---------- Dataset entries ----------

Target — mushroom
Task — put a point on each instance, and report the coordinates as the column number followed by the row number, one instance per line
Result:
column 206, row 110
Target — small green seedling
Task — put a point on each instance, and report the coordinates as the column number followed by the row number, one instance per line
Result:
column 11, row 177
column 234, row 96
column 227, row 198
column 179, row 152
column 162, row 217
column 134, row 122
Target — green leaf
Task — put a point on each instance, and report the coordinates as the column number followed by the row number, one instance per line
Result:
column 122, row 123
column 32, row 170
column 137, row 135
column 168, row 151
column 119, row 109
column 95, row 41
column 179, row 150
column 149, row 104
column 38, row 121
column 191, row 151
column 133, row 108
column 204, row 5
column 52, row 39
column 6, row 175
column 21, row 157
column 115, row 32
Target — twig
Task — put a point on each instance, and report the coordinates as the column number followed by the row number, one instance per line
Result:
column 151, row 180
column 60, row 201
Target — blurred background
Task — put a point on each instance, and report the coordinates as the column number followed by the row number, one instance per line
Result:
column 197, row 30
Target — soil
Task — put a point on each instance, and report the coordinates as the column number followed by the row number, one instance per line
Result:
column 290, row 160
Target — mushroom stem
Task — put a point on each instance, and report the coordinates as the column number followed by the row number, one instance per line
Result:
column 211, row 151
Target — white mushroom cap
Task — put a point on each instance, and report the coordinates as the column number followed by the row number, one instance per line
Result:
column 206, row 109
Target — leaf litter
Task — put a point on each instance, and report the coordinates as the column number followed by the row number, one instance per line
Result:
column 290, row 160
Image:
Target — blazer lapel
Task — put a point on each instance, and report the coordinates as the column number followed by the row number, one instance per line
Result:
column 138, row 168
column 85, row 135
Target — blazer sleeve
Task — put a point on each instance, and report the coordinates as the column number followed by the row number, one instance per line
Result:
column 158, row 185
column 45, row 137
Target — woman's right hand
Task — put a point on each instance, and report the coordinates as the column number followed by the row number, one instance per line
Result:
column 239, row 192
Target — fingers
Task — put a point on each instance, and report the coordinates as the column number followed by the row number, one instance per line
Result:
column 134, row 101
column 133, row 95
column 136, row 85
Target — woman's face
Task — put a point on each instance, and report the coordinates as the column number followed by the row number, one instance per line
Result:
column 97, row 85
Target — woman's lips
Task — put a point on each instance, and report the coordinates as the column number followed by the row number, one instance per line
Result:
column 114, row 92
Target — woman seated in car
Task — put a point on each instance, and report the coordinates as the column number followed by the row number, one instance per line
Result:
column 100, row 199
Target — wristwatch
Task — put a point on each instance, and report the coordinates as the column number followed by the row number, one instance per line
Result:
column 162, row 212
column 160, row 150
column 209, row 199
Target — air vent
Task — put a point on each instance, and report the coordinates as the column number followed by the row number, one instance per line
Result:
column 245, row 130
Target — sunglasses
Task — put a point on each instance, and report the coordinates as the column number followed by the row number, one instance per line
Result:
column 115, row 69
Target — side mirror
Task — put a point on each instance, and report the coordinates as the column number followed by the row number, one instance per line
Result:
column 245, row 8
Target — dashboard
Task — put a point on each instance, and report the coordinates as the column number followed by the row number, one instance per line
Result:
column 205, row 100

----------
---------- Dataset entries ----------

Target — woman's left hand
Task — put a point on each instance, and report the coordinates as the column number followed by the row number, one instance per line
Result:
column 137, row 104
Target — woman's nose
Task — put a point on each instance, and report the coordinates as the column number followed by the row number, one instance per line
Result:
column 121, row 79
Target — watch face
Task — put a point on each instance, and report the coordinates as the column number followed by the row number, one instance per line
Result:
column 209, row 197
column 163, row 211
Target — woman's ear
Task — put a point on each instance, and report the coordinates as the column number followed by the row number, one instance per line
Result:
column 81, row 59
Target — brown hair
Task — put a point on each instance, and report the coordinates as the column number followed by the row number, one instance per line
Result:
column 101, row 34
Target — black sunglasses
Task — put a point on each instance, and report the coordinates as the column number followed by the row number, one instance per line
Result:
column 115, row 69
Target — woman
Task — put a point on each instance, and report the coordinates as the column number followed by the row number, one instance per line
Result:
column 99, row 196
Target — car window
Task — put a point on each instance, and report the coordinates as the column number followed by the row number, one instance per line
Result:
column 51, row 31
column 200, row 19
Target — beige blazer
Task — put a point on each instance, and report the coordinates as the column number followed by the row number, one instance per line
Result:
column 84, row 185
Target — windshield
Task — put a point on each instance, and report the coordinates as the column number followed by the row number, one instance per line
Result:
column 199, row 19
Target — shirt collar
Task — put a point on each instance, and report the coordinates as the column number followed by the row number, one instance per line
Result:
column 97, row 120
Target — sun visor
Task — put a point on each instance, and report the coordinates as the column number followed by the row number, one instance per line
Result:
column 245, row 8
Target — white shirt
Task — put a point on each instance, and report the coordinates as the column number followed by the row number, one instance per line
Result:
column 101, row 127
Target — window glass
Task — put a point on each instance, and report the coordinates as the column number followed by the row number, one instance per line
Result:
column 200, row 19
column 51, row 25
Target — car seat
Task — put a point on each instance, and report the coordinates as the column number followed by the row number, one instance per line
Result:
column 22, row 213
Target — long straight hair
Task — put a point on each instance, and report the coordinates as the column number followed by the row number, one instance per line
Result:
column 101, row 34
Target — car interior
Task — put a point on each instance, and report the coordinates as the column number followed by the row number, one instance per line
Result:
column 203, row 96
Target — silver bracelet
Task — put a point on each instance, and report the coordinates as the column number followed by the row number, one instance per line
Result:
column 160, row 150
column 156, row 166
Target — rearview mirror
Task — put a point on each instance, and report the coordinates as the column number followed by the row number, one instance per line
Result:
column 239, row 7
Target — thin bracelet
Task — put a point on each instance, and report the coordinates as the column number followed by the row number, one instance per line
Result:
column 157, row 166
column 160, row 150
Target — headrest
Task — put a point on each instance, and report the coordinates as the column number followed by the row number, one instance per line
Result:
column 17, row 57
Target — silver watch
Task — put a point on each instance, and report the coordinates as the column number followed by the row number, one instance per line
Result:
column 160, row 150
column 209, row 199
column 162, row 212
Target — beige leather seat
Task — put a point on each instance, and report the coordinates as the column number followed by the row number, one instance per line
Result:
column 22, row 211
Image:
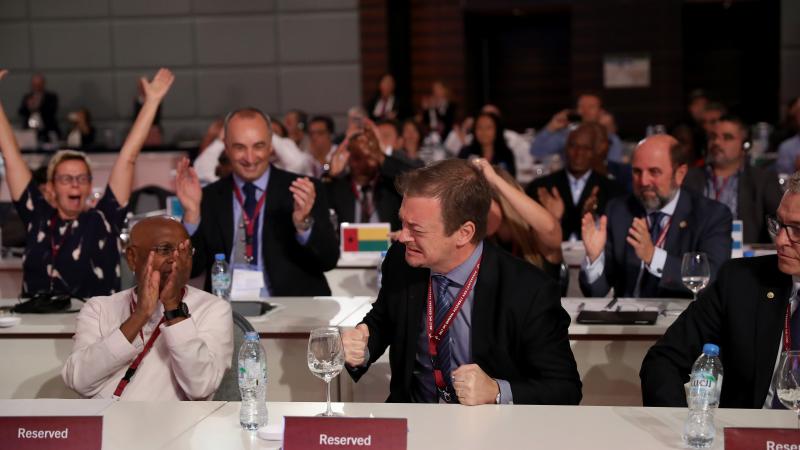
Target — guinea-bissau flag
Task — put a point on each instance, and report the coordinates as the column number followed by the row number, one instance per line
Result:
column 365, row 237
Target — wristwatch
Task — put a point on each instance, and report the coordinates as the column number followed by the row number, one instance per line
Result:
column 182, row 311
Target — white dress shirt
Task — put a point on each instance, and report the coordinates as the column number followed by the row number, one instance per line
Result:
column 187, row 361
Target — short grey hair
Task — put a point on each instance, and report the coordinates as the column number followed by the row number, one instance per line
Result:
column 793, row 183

----------

The task:
Could the stretch from the line with "Target — beige leather seat" through the line with "Target — white dress shirt" in the listing above be restated word for word, minus the pictures?

Solution to this task:
Target — beige leather seat
Task — put a point on each instance, and report the coordinates as the column number followed by the row number, one instance per line
Result:
column 22, row 211
Image:
Target — guinea-bissau flag
Task — put a point on each instance, and report the coordinates as the column number followed by the row number, one instance per line
Result:
column 365, row 237
Target — wristwatch
Task — put a point on each instance, and report the coordinates as the column number followed by the row number, one instance per line
Result:
column 182, row 311
Target — white dress shirt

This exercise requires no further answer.